AUFGABEN:
1. Nach wessen Plänen wurde die Synagoge in der Neudeggergasse laut dem Seitenauszug erbaut?
2. Übersetzen Sie den folgenden Satz aus dem Seitenauszug ins Englische: "In der Neudeggergasse im achten Wiener Gemeindebezirk steht ein karger Gemeindebau."

**********************************************************
akin-Pressedienst.
Elektronische Teilwiedergabe der
nichtkommerziellen Wiener Wochenzeitung 'akin'.
Texte im akin-pd muessen aber nicht wortidentisch
mit den in der Papierausgabe veroeffentlichten
sein.
Nachdruck von Eigenbeitraegen mit Quellenangabe
erbeten.
Namentlich gezeichnete Beitraege stehen in der
Verantwortung der VerfasserInnen.
Ein Nachdruck von Texten mit anderem Copyright
als dem unseren sagt nichts ueber eine
anderweitige Verfuegungsberechtigung aus.
**********************************************************
Aussendungszeitpunkt: 28. November 2000 - 17:45
**********************************************************

Geschichte/Gegenwart:

> Verlorene Nachbarschaft

Die Synagoge in der Neudeggergasse

In der Neudeggergasse im achten Wiener Gemeindebezirk steht ein
karger Gemeindebau. In der "Nachkriegszeit" erbaut, mit
spaerlichen Mitteln, in Eile, ohne einen Blick nach links und
rechts, ohne einen Blick zurueck. An dem Gemeindebau ist eine
Tafel befestigt: "Hier stand eine um 1903 nach Plaenen des
Architekten Max Fleischer erbaute Synagoge. Zerstoert in der
,Reichskristallnacht' am 10. November 1938."

BEREITGESTELLTE DATEN:
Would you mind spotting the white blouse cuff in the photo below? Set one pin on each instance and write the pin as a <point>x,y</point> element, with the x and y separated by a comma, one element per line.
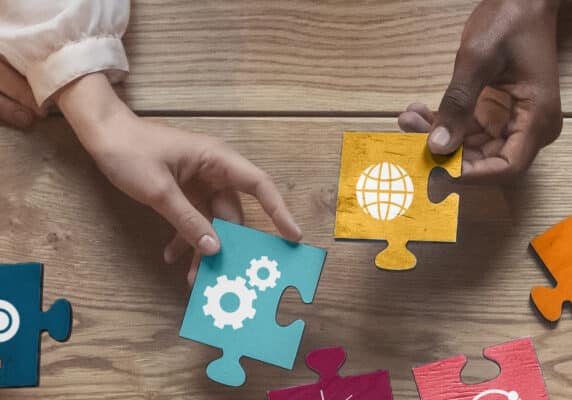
<point>93,54</point>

LÖSUNGEN:
1. Nach Plänen des Architekten Max Fleischer.

2. On Neudeggergasse in Vienna's eighth district stands a bare municipal housing block.